> _GIVEN TASK_
Please locate each line in the rows below that contains the word "post" and copy those lines out in full. Matching is case-sensitive.

##### RECORDS TO USE #####

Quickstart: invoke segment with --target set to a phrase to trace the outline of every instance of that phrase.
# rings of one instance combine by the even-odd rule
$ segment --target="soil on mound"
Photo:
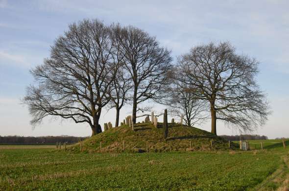
[[[127,125],[109,129],[83,141],[83,152],[143,152],[188,151],[195,150],[225,150],[229,149],[227,141],[203,130],[169,123],[169,135],[164,138],[163,123],[157,128],[151,123],[134,125],[134,130]],[[237,145],[231,143],[231,149]],[[80,151],[80,143],[69,150]]]

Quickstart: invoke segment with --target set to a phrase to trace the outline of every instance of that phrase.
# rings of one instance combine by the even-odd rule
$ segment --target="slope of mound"
[[[211,142],[213,146],[211,146]],[[236,145],[231,143],[231,147]],[[228,149],[228,142],[213,134],[195,127],[169,123],[169,136],[164,138],[163,123],[158,128],[150,122],[134,125],[134,131],[127,125],[109,129],[82,142],[82,151],[88,152],[163,152],[169,151]],[[78,143],[69,150],[79,152]]]

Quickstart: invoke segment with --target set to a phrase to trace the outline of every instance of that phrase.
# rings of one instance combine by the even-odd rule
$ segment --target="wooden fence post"
[[[168,125],[168,110],[167,109],[165,110],[165,113],[164,114],[164,138],[166,139],[168,138],[168,134],[169,132],[169,126]]]
[[[169,150],[170,151],[171,150],[171,149],[170,149],[170,141],[169,142]]]

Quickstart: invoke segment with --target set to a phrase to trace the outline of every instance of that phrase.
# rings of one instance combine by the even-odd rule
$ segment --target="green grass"
[[[162,123],[159,123],[158,128],[155,128],[148,122],[135,124],[134,131],[127,125],[114,128],[82,142],[83,150],[88,152],[122,152],[123,141],[126,152],[146,151],[147,142],[149,152],[228,149],[228,142],[223,138],[197,128],[181,126],[178,123],[169,123],[169,136],[165,140],[162,126]],[[213,148],[211,141],[213,142]],[[71,150],[79,152],[80,146],[77,144]],[[231,146],[238,148],[237,144],[232,144]]]
[[[286,173],[284,177],[288,174],[284,159],[289,150],[73,153],[51,148],[0,149],[0,190],[275,190],[282,181],[273,182],[270,177],[278,170]]]

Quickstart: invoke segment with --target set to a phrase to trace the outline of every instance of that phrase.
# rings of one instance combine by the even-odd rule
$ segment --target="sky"
[[[175,63],[192,47],[231,42],[238,53],[260,62],[256,79],[272,111],[266,123],[252,133],[289,137],[289,9],[288,0],[0,0],[0,136],[91,134],[86,124],[51,118],[33,129],[21,100],[34,82],[29,70],[49,56],[56,38],[70,24],[98,19],[107,24],[132,25],[156,36],[171,50]],[[155,106],[155,112],[163,109],[148,104]],[[120,118],[131,110],[126,107]],[[100,123],[114,124],[115,116],[113,110],[104,111]],[[210,131],[210,121],[199,127]],[[240,133],[217,121],[217,133]]]

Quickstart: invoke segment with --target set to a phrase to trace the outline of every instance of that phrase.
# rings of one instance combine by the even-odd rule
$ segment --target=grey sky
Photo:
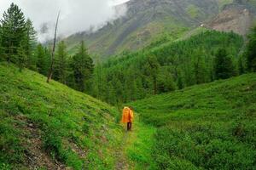
[[[126,1],[128,0],[0,0],[0,18],[11,3],[18,4],[26,17],[33,21],[39,32],[39,40],[44,41],[52,37],[58,10],[61,10],[59,34],[67,36],[92,26],[99,28],[107,21],[125,14],[125,8],[117,13],[113,6]],[[40,33],[40,30],[44,31],[44,33]]]

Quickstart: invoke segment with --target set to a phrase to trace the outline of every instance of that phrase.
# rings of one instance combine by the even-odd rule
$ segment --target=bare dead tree
[[[56,44],[56,36],[57,36],[57,28],[58,28],[58,23],[59,23],[59,18],[60,18],[60,13],[58,13],[58,17],[56,20],[56,25],[55,25],[55,39],[54,39],[54,44],[52,48],[52,53],[51,53],[51,63],[50,63],[50,67],[49,69],[49,73],[48,73],[48,77],[47,77],[47,82],[49,83],[53,74],[53,66],[54,66],[54,59],[55,59],[55,44]]]

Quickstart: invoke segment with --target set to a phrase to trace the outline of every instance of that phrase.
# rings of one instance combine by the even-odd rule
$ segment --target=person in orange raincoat
[[[122,122],[127,123],[127,131],[131,130],[131,124],[133,122],[134,114],[131,107],[124,107]]]

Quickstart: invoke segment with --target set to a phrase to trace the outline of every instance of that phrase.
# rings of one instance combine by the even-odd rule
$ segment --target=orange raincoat
[[[133,111],[129,107],[124,107],[122,122],[133,122]]]

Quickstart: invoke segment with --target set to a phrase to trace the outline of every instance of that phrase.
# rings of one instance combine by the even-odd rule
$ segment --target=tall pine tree
[[[246,49],[247,66],[248,71],[256,71],[256,27],[253,29],[248,37],[248,43]]]
[[[90,89],[88,82],[91,79],[94,65],[84,42],[81,42],[79,52],[73,57],[72,68],[75,82],[74,88],[82,92]]]
[[[63,84],[67,84],[67,52],[65,42],[58,44],[56,51],[53,77]]]
[[[36,71],[37,60],[35,56],[35,49],[37,43],[37,32],[34,30],[32,22],[31,20],[26,20],[26,35],[25,35],[25,52],[27,58],[26,67]]]
[[[26,21],[21,9],[15,3],[11,3],[10,8],[3,13],[1,20],[1,46],[7,61],[17,63],[19,53],[18,49],[26,36]]]
[[[218,50],[214,66],[216,79],[226,79],[232,76],[234,73],[233,63],[225,48]]]

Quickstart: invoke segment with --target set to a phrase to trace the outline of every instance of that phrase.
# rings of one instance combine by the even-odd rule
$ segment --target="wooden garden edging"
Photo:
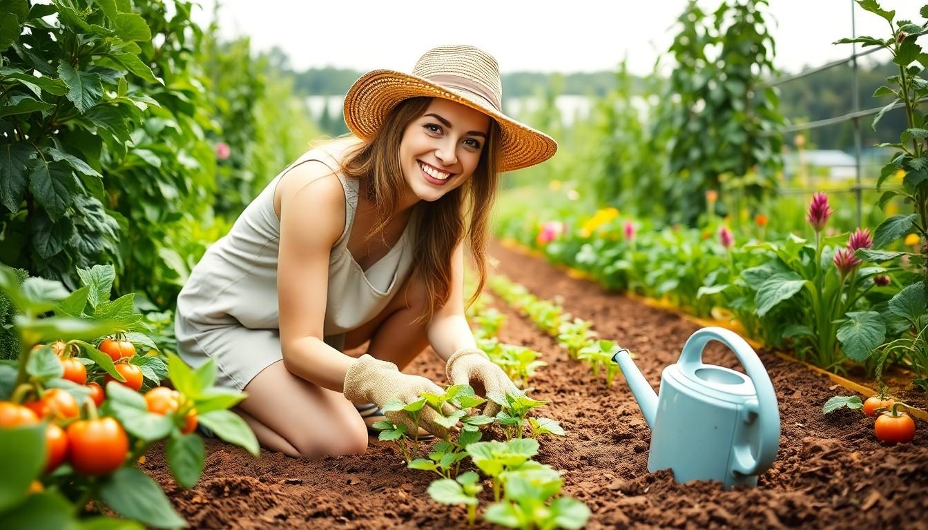
[[[563,271],[570,278],[575,278],[575,279],[585,279],[585,280],[587,280],[587,281],[594,281],[595,282],[595,279],[592,277],[590,277],[590,275],[588,275],[588,274],[586,274],[586,273],[585,273],[585,272],[583,272],[581,270],[577,270],[575,268],[567,266],[567,265],[565,265],[563,264],[553,264],[551,262],[548,262],[547,260],[547,258],[546,258],[546,256],[545,256],[544,253],[542,253],[542,252],[540,252],[538,251],[530,249],[530,248],[522,245],[522,243],[520,243],[519,241],[517,241],[515,239],[507,238],[505,239],[500,239],[499,242],[504,247],[506,247],[508,249],[510,249],[512,251],[515,251],[515,252],[517,252],[519,253],[522,253],[522,254],[524,254],[524,255],[528,255],[528,256],[532,256],[532,257],[535,257],[535,258],[544,259],[549,265],[554,265],[555,268],[558,268],[558,269]],[[638,300],[638,301],[641,302],[642,304],[645,304],[650,305],[651,307],[657,307],[659,309],[664,309],[664,311],[670,311],[671,313],[674,313],[675,315],[677,315],[680,318],[683,318],[685,320],[688,320],[688,321],[692,322],[694,324],[698,324],[698,325],[702,326],[702,327],[706,327],[706,326],[718,326],[720,328],[725,328],[727,330],[730,330],[738,333],[740,336],[741,336],[755,350],[762,349],[762,348],[766,349],[766,350],[767,350],[769,352],[772,352],[775,355],[777,355],[778,357],[780,357],[781,359],[784,359],[784,360],[787,360],[787,361],[790,361],[790,362],[793,362],[793,363],[805,366],[806,368],[808,368],[808,369],[810,369],[810,370],[812,370],[812,371],[814,371],[816,373],[818,373],[818,374],[821,374],[821,375],[824,375],[824,376],[828,376],[828,378],[831,381],[835,382],[836,384],[840,384],[841,386],[843,386],[844,388],[846,388],[847,390],[851,390],[851,391],[854,391],[854,392],[857,392],[857,393],[862,394],[865,399],[867,397],[870,397],[871,395],[874,395],[874,394],[878,394],[878,391],[876,389],[873,389],[873,388],[870,388],[870,387],[869,387],[869,386],[867,386],[865,384],[861,384],[859,382],[851,381],[851,380],[849,380],[847,378],[844,378],[844,377],[842,377],[842,376],[840,376],[838,374],[831,373],[831,372],[830,372],[828,370],[825,370],[825,369],[822,369],[822,368],[818,368],[817,366],[814,366],[814,365],[811,365],[809,363],[806,363],[806,361],[799,360],[796,357],[794,357],[793,355],[790,355],[789,354],[786,354],[786,353],[781,352],[780,350],[776,350],[774,348],[767,347],[763,343],[760,343],[760,342],[758,342],[758,341],[756,341],[754,339],[751,339],[751,338],[746,337],[745,334],[744,334],[743,328],[741,328],[741,324],[738,323],[738,322],[726,321],[726,320],[720,320],[720,319],[715,319],[715,318],[701,318],[701,317],[693,317],[692,315],[690,315],[688,313],[684,313],[683,311],[680,311],[678,308],[677,308],[676,306],[674,306],[672,304],[669,304],[667,301],[664,301],[664,300],[657,300],[657,299],[651,298],[651,297],[648,297],[648,296],[641,296],[640,294],[636,294],[636,293],[630,292],[630,291],[624,291],[624,292],[622,292],[622,294],[625,295],[625,296],[627,296],[628,298],[632,298],[632,299]],[[915,416],[916,418],[920,418],[920,419],[922,419],[922,420],[923,420],[925,421],[928,421],[928,411],[922,410],[921,408],[916,408],[914,407],[910,407],[909,410],[911,411],[912,416]]]

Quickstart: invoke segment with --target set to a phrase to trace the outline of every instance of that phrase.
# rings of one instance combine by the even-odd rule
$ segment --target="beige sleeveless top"
[[[279,330],[280,220],[274,210],[274,192],[288,171],[306,161],[322,162],[336,172],[345,192],[344,231],[329,258],[326,343],[341,350],[345,331],[369,321],[386,306],[411,270],[418,209],[396,244],[363,270],[347,247],[357,206],[358,181],[345,178],[336,159],[348,145],[339,142],[307,151],[274,177],[245,208],[229,233],[213,243],[194,267],[177,298],[178,319],[203,331],[226,325]]]

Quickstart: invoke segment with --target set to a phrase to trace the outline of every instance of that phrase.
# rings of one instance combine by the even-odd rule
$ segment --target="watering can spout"
[[[638,369],[638,367],[635,366],[631,356],[628,355],[628,350],[625,348],[619,349],[612,355],[612,360],[622,368],[622,373],[625,376],[625,381],[628,382],[628,387],[632,389],[635,400],[638,401],[638,407],[641,408],[644,420],[648,422],[648,428],[653,431],[654,416],[657,414],[657,393],[651,388],[648,380],[644,379],[644,376],[641,375],[641,370]]]

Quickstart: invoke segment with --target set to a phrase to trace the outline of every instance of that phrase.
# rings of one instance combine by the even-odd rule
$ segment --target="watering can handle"
[[[680,354],[679,368],[684,373],[693,373],[702,366],[702,350],[709,341],[718,341],[728,347],[754,382],[757,401],[748,404],[746,419],[760,422],[760,435],[757,443],[757,458],[752,456],[750,447],[734,447],[735,461],[732,469],[741,474],[759,474],[770,468],[777,450],[780,448],[780,410],[777,407],[777,394],[767,368],[760,362],[757,354],[738,333],[725,328],[709,327],[699,330],[687,340]],[[753,415],[753,416],[752,416]]]

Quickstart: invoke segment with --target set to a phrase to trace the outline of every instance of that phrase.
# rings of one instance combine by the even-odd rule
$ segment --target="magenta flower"
[[[229,147],[226,142],[219,142],[216,144],[216,159],[226,160],[232,155],[232,148]]]
[[[626,239],[631,240],[635,239],[635,223],[625,221],[625,225],[622,227],[622,230]]]
[[[722,243],[723,247],[728,249],[735,243],[735,236],[728,226],[722,226],[718,229],[718,240]]]
[[[820,232],[825,227],[831,213],[834,212],[829,210],[828,195],[819,191],[812,196],[812,203],[809,204],[809,212],[806,215],[806,220],[809,222],[809,225],[812,225],[816,232]]]
[[[857,228],[847,239],[847,249],[852,252],[857,249],[869,249],[873,246],[873,239],[870,239],[870,229]]]
[[[854,251],[846,248],[838,249],[831,261],[834,262],[834,266],[838,267],[842,277],[857,268],[863,263],[854,256]]]

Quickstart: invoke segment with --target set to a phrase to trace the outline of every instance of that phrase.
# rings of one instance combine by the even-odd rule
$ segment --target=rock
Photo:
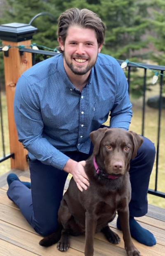
[[[162,97],[162,108],[165,109],[165,97]],[[160,97],[159,96],[149,98],[147,105],[151,108],[158,109]]]

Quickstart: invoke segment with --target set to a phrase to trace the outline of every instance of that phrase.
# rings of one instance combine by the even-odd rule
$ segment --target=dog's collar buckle
[[[106,179],[114,179],[118,178],[118,176],[115,176],[114,175],[110,175],[106,173],[104,173],[103,171],[100,169],[98,166],[97,165],[95,157],[93,157],[93,164],[96,171],[96,173],[100,176],[100,177],[106,178]]]

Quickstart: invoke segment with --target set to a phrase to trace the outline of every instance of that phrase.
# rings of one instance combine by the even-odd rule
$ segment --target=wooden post
[[[0,38],[3,46],[29,46],[30,39],[37,29],[26,24],[12,23],[0,26]],[[28,39],[28,40],[27,40]],[[6,52],[5,52],[6,53]],[[27,150],[18,141],[15,124],[13,103],[17,81],[21,75],[32,66],[31,53],[20,54],[18,48],[9,48],[4,54],[4,70],[8,111],[10,152],[14,153],[14,159],[11,159],[11,169],[25,170],[28,169]]]

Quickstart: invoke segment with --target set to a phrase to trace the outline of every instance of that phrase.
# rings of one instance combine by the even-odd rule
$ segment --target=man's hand
[[[84,170],[85,161],[77,162],[72,159],[69,159],[65,165],[64,170],[71,173],[77,186],[81,192],[83,189],[86,190],[90,186],[88,178]]]

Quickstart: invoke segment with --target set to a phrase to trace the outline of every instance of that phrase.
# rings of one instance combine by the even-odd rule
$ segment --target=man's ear
[[[63,51],[64,51],[64,44],[63,40],[62,39],[61,37],[59,36],[59,37],[58,38],[57,40],[59,43],[59,46],[61,47],[61,49]]]
[[[134,150],[132,152],[131,159],[133,159],[137,155],[137,151],[144,141],[142,137],[137,134],[134,132],[129,131],[129,133],[131,136],[132,140],[134,144]]]
[[[94,155],[97,155],[100,149],[101,141],[106,132],[109,130],[106,127],[100,128],[96,130],[94,130],[90,133],[90,138],[94,146],[93,153]]]

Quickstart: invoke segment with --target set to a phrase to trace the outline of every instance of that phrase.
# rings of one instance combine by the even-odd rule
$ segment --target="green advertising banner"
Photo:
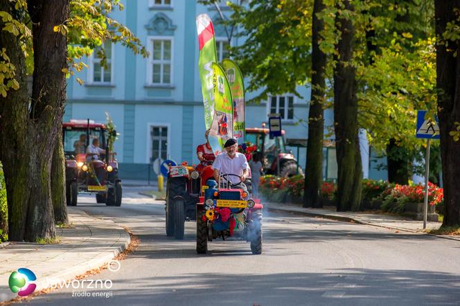
[[[238,143],[242,143],[245,141],[246,127],[245,84],[242,73],[240,67],[231,60],[224,59],[222,65],[233,98],[233,138],[238,141]]]
[[[209,144],[215,153],[222,151],[224,144],[233,135],[233,104],[230,84],[224,69],[212,64],[214,85],[214,116],[209,131]]]
[[[196,24],[200,44],[198,68],[204,106],[204,125],[206,129],[209,129],[213,122],[215,103],[212,63],[218,61],[218,53],[214,28],[209,16],[206,14],[199,15]]]

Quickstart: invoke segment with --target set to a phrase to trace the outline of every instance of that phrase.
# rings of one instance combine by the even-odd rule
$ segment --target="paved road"
[[[78,209],[129,226],[141,244],[91,280],[113,287],[55,291],[37,305],[460,305],[460,242],[292,215],[264,215],[264,251],[242,241],[195,251],[195,224],[184,241],[166,237],[164,210],[125,188],[120,208],[79,198]],[[107,283],[109,284],[109,283]],[[107,287],[109,285],[107,285]],[[113,296],[109,298],[94,294]]]

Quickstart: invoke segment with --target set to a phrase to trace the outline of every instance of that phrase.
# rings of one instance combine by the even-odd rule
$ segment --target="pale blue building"
[[[220,16],[213,6],[205,6],[195,0],[123,2],[125,10],[112,15],[141,39],[148,48],[149,58],[134,55],[119,44],[104,46],[107,69],[101,67],[94,55],[86,59],[89,69],[69,81],[64,119],[89,118],[105,122],[105,113],[108,111],[121,134],[115,149],[122,179],[147,179],[149,172],[153,179],[151,165],[157,159],[196,163],[195,147],[204,141],[196,16],[206,13],[213,19],[219,60],[227,56],[229,42],[224,28],[218,25]],[[230,14],[228,7],[221,7],[224,14]],[[236,37],[231,40],[232,45],[239,42]],[[78,84],[76,78],[85,84]],[[299,91],[301,99],[286,93],[248,105],[247,126],[260,127],[267,121],[268,114],[281,113],[286,138],[306,141],[308,127],[299,120],[308,118],[310,89],[299,88]],[[326,116],[326,123],[331,124],[332,111],[327,111]],[[292,149],[297,155],[297,149]],[[363,145],[362,151],[363,162],[369,165],[368,147]],[[325,148],[325,153],[324,176],[334,179],[335,149]],[[306,149],[301,148],[297,157],[305,168]]]

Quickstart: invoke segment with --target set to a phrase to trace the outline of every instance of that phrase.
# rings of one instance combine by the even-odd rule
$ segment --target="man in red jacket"
[[[204,133],[206,143],[203,143],[197,147],[197,156],[200,160],[200,164],[197,167],[197,170],[200,172],[201,172],[206,165],[212,165],[215,159],[215,155],[214,155],[213,149],[211,147],[209,141],[208,140],[209,134],[209,130],[208,129],[206,131],[206,133]]]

#####

> _FINISHED EXERCISE_
$ segment --target="wooden fence post"
$ segment --target=wooden post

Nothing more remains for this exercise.